[DATA EXTRACT]
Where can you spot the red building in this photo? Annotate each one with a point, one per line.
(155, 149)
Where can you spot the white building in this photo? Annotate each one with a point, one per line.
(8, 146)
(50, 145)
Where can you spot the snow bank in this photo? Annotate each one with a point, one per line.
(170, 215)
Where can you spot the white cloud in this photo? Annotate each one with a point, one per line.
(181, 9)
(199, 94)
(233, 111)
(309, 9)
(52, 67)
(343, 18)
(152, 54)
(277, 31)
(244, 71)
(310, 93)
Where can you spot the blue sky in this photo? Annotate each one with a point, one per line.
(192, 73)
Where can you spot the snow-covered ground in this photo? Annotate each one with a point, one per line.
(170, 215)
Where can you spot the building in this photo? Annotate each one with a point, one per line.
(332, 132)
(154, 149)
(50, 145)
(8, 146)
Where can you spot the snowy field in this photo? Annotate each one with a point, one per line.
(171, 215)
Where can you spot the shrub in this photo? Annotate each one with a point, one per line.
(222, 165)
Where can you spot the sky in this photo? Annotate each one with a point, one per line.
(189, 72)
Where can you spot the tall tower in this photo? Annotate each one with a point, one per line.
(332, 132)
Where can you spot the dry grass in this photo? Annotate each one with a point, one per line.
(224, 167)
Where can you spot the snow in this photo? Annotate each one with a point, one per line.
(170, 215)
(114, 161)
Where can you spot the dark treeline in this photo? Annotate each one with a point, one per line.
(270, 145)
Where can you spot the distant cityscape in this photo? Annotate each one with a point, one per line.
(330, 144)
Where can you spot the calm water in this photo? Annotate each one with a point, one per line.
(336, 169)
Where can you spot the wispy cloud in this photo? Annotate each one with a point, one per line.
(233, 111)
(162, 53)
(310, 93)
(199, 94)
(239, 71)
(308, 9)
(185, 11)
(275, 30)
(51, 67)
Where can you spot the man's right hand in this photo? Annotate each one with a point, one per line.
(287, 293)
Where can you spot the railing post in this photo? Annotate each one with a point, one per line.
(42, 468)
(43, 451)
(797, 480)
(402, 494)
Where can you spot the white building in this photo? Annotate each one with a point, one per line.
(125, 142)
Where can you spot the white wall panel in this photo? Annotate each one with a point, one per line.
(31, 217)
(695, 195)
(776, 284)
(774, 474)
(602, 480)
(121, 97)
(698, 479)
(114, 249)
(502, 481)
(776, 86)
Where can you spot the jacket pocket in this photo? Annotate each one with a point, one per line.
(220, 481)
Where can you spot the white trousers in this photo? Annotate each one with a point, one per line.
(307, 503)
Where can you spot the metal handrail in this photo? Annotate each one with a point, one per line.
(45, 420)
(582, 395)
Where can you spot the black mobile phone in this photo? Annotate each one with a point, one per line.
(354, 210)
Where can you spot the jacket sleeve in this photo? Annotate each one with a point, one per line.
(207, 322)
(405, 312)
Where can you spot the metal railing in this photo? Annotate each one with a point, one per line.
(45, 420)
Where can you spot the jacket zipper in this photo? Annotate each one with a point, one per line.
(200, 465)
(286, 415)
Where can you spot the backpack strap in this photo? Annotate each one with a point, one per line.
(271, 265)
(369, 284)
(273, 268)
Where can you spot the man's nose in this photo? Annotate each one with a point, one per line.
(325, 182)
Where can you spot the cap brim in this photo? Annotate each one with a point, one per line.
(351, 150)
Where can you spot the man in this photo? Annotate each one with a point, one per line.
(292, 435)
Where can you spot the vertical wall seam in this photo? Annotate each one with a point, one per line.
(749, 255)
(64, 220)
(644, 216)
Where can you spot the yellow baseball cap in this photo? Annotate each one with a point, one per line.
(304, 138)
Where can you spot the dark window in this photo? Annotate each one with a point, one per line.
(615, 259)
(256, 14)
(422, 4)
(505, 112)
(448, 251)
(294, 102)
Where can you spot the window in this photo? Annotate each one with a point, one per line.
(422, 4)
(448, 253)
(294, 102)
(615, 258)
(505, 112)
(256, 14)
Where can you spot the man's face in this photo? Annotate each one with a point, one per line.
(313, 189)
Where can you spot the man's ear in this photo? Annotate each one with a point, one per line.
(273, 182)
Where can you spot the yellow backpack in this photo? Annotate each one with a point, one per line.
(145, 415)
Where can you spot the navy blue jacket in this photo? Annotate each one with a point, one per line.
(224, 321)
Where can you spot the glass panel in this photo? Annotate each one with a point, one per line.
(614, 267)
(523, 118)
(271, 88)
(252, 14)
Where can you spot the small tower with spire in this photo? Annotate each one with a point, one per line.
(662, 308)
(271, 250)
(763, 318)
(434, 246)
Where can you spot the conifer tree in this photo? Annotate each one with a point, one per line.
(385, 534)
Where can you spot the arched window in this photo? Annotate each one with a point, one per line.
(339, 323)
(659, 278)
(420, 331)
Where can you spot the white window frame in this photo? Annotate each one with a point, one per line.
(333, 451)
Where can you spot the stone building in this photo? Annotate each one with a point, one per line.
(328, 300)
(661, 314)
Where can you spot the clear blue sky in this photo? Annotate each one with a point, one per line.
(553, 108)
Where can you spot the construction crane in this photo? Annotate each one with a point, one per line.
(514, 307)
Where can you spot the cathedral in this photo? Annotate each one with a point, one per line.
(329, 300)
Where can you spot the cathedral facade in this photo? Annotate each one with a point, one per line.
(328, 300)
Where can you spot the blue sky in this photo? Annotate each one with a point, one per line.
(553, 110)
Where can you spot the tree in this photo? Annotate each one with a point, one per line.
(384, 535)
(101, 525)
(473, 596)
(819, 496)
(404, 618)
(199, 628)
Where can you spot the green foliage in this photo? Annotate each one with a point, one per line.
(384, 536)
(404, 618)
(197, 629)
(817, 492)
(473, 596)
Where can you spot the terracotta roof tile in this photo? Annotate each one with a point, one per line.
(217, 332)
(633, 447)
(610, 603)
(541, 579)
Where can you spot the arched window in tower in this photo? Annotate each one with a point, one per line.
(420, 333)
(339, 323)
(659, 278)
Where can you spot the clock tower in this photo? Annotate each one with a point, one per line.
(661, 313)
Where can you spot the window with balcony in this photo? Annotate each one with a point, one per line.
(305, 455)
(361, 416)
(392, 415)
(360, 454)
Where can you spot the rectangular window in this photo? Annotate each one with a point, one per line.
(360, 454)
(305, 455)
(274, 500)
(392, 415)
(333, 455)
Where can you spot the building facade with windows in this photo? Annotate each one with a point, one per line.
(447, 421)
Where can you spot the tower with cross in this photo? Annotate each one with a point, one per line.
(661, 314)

[DESCRIPTION OF THE TASK] Write out the full listing exactly as given.

[OUTPUT FOR THIS EXERCISE]
Where can you spot the red building in this photo? Annotate each one with a point, one per line.
(155, 149)
Where can you spot the white building in this photo? Annotate each one with a point, one per line.
(8, 146)
(50, 145)
Where can you spot the snow bank in this photo? Annotate each one with a point, one per line.
(170, 215)
Where can you spot the white cloud in this photo? Annotate each one with a point, one per line.
(181, 9)
(199, 94)
(233, 111)
(309, 9)
(52, 67)
(343, 18)
(152, 54)
(277, 31)
(244, 71)
(310, 93)
Where can you spot the blue sky in this photo? Annotate each one with a point, one per line.
(192, 73)
Where can you spot the snow-covered ground in this photo? Annotate each one with a point, one per line.
(170, 215)
Where can you spot the building in this photo? Annotate each one with a point, one per line.
(332, 132)
(154, 149)
(50, 145)
(8, 146)
Where can you spot the snowy field in this photo? Annotate each one with a point, one per line.
(171, 215)
Where can you spot the shrub in this photo? Annotate each one with a point, one per line.
(222, 165)
Where can you spot the sky in this photo? Annotate each one with a point, one per line.
(189, 72)
Where can you spot the tall tower in this photo? Annotate each one with a point, one per line.
(332, 132)
Where can you spot the dry grass in this photo? Annotate each one with a point, one per line.
(224, 167)
Where can you spot the snow in this photo? Annotate each one with a point, one per line.
(170, 215)
(114, 161)
Where can you spot the dark treeline in this photo? Annotate each one with a point, one per line.
(270, 145)
Where can you spot the distant cityscape in this photo? Annotate each one with a point, one per line.
(330, 144)
Where can you spot the calm water in this photo? Annotate each one with a point, one per line.
(336, 169)
Where can you spot the wispy cloud in this photo? Annotate each one with a point, one per line.
(233, 111)
(162, 53)
(310, 93)
(199, 94)
(239, 71)
(308, 9)
(185, 11)
(275, 30)
(51, 67)
Where can you spot the man's right hand in this photo? Annotate each one with a point, one per line.
(287, 293)
Where can you spot the railing post in this photo? Annotate each one with a point, one per line.
(42, 468)
(43, 451)
(797, 480)
(402, 494)
Where can you spot the white building in this photo? Annotate each one with a point, one per line.
(125, 142)
Where can you spot the white wall panel in this photo? Annotate each one with a point, one per line.
(31, 217)
(695, 195)
(776, 284)
(774, 474)
(602, 480)
(121, 97)
(698, 479)
(114, 249)
(502, 481)
(776, 86)
Where can you spot the jacket pocket in this photo? Annotate each one with a point, one per line.
(220, 481)
Where can you spot the white trousers in this photo? Annotate each one with a point, one per line.
(307, 503)
Where can you spot the metal handrail in this photo? Annotate each one with a point, one per line.
(45, 420)
(582, 395)
Where can you spot the black mobile phone in this photo? Annotate each one with a point, one per line.
(354, 210)
Where can you spot the jacket sleeve in this photo? Annotate each one with a point, one per line.
(207, 322)
(405, 312)
Where can you spot the metal railing in this photo? Annotate each one with a point, one per line.
(45, 420)
Where can you spot the jacket zipper in this photo? Annotate each one with a point, one per line.
(200, 465)
(286, 415)
Where can you spot the backpack strap in this photo? Annotate each one with a point, one per line.
(271, 265)
(369, 284)
(273, 268)
Where can you spot the man's nose in this photo? Annotate each one with a point, one per line.
(325, 182)
Where can you spot the cap brim in this photo? Annotate each one with a point, one per line.
(351, 150)
Where can you spot the man in this photo? Annotate each one with a point, one per line.
(292, 435)
Where can you spot the vertical wall seam in this photo? Annotate each one with a point, one per line.
(749, 255)
(64, 220)
(644, 216)
Where can you spot the yellow baseball cap in this photo? Annotate each one with a point, one per line.
(304, 138)
Where can you spot the dark window in this photo? Annotate each one with a point, one per line.
(615, 259)
(256, 14)
(422, 4)
(505, 112)
(448, 251)
(294, 102)
Where can you spot the window in this photo? Annotate each one with a point, one per line.
(422, 4)
(448, 253)
(294, 102)
(615, 258)
(505, 112)
(256, 14)
Where can you spot the man's face in this photo? Annotate each one with a point, one per line.
(313, 189)
Where can you spot the man's ear in this photo? Annotate each one with a point, one per line.
(273, 182)
Where can you spot the yellow backpack in this photo? Annotate each one with a point, one per line.
(145, 415)
Where can you spot the navy blue jacket in this photo? Annotate each one with a point, one per line.
(224, 321)
Where can you spot the glass panel in this photo? Annotate each one with a point, one per line.
(614, 267)
(523, 118)
(271, 88)
(252, 14)
Where can you spot the small tower with spire in this photo? Annotate each one with a point, one per line.
(662, 308)
(271, 250)
(763, 318)
(434, 246)
Where can you spot the conifer tree in this photo? Annotate each one with a point, one per line.
(385, 534)
Where can you spot the arched window in this photo? Annotate each one with a point, one per line.
(339, 323)
(659, 278)
(420, 331)
Where can you spot the white window frame in this photo? Annotate each one with a point, one per line.
(333, 451)
Where can you spot the stone building in this photo? Annotate each one with a point, one per line.
(328, 300)
(661, 314)
Where can you spot the clear blue sky in this photo? Annotate each one with a point, one per line.
(553, 108)
Where can you spot the construction crane in this photo? Annotate each one with a point, one per line.
(514, 307)
Where can you spot the cathedral in this photo? Annotate each one with a point, one per line.
(329, 300)
Where can you spot the cathedral facade in this photo? Annotate each one with a point, one per line.
(328, 300)
Where can you spot the blue sky in this photo? Annotate each one with a point, one per line.
(553, 110)
Where can you spot the tree in this photo? Annotate each one with a point, one per line.
(384, 535)
(101, 525)
(473, 596)
(819, 496)
(404, 618)
(199, 628)
Where can you spot the green foliage in this photo? Annotate each one with a point, one per line.
(384, 536)
(404, 618)
(197, 629)
(817, 492)
(473, 596)
Where can you spot the terracotta roof tile in this photo? Annotate each one with a point, one per line.
(217, 332)
(633, 447)
(610, 603)
(541, 579)
Where can you spot the arched window in tower in this photo? Annotate each one with a point, one per line.
(420, 333)
(339, 323)
(659, 278)
Where can you spot the clock tower in this photo? Annotate each one with a point, one per line.
(661, 313)
Where can you spot the window with balcony in this photo? Annotate each one with a point, one per line.
(305, 455)
(361, 416)
(392, 415)
(360, 454)
Where can you spot the rectangular window in this photo? Annotate each one with a point, one per line.
(360, 454)
(305, 455)
(274, 500)
(392, 415)
(333, 455)
Where can you spot the building facade with windows in this photo? Annotate each one with a point, one per line.
(447, 421)
Where can you spot the tower with cross in this photo? Annotate each one with a point, one per line.
(661, 314)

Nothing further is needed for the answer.